● **Work request**: Return the data below exactly, but only from the line containing "For every instance of the wilted" through the line containing "For every instance of the blurred", with both of those lines included.

Dataset entries
####################
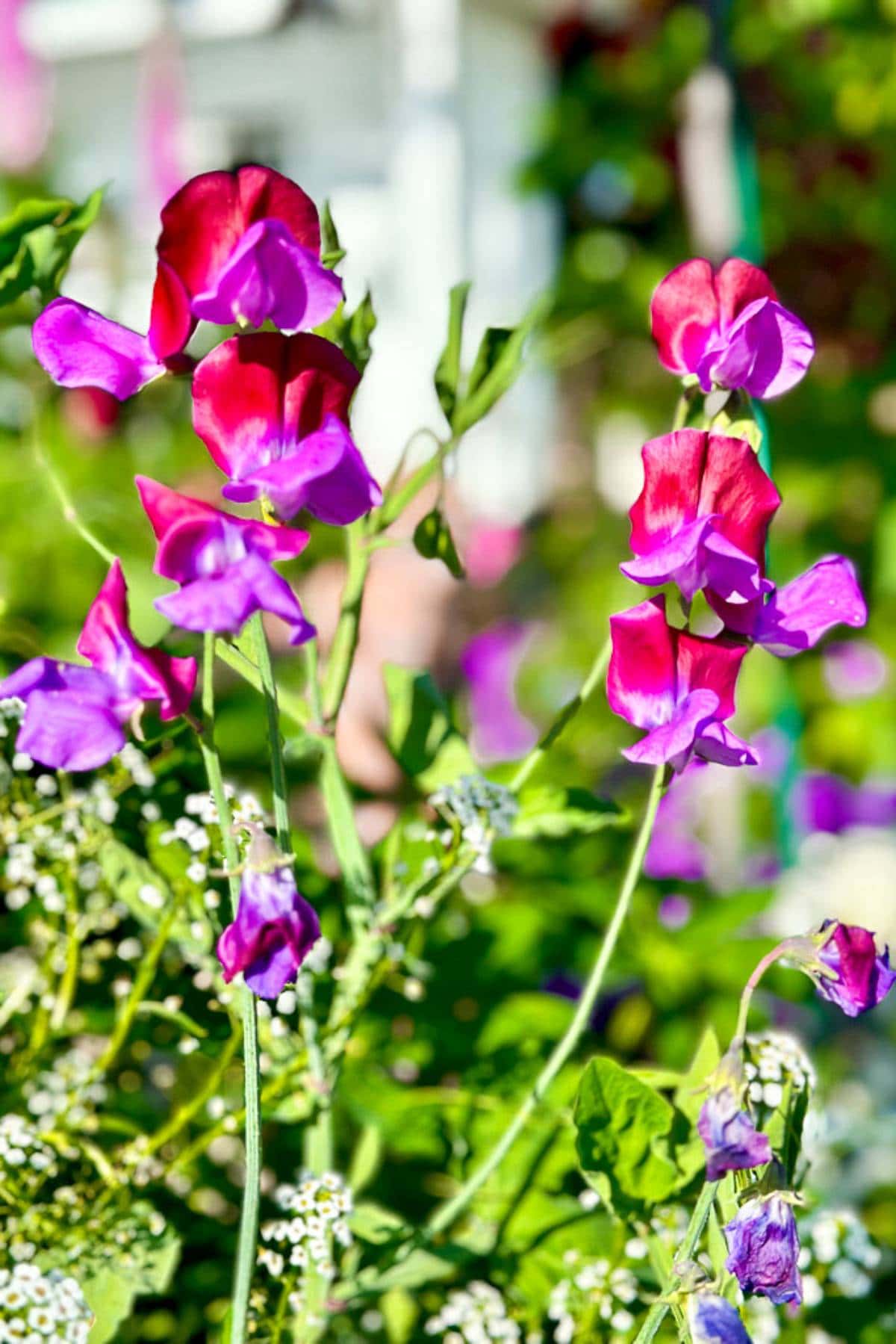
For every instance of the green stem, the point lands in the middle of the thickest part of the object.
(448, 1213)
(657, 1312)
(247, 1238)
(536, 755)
####################
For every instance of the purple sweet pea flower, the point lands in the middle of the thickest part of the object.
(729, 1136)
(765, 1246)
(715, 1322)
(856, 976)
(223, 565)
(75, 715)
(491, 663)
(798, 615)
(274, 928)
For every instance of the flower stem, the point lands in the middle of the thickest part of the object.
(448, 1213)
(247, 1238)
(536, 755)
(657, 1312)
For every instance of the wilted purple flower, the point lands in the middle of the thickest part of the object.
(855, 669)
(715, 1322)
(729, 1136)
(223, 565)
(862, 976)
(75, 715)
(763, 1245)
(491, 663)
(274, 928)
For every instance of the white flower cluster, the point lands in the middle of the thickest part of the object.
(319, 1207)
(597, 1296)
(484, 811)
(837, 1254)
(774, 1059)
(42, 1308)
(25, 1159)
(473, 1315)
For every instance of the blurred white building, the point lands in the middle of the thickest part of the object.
####################
● **Exercise response**:
For every instance of the wilted purple flower, the point lands in the middle of the thickest part of the object.
(855, 669)
(715, 1322)
(729, 1136)
(223, 565)
(862, 976)
(75, 715)
(763, 1245)
(491, 663)
(274, 928)
For every instance of the white flower cluster, the point lands in the middle of the thickest part of the object.
(319, 1207)
(597, 1296)
(484, 811)
(837, 1254)
(774, 1059)
(42, 1308)
(25, 1159)
(473, 1315)
For every instance of the blurred white building, the point lands in the middle of the thickest part of the object.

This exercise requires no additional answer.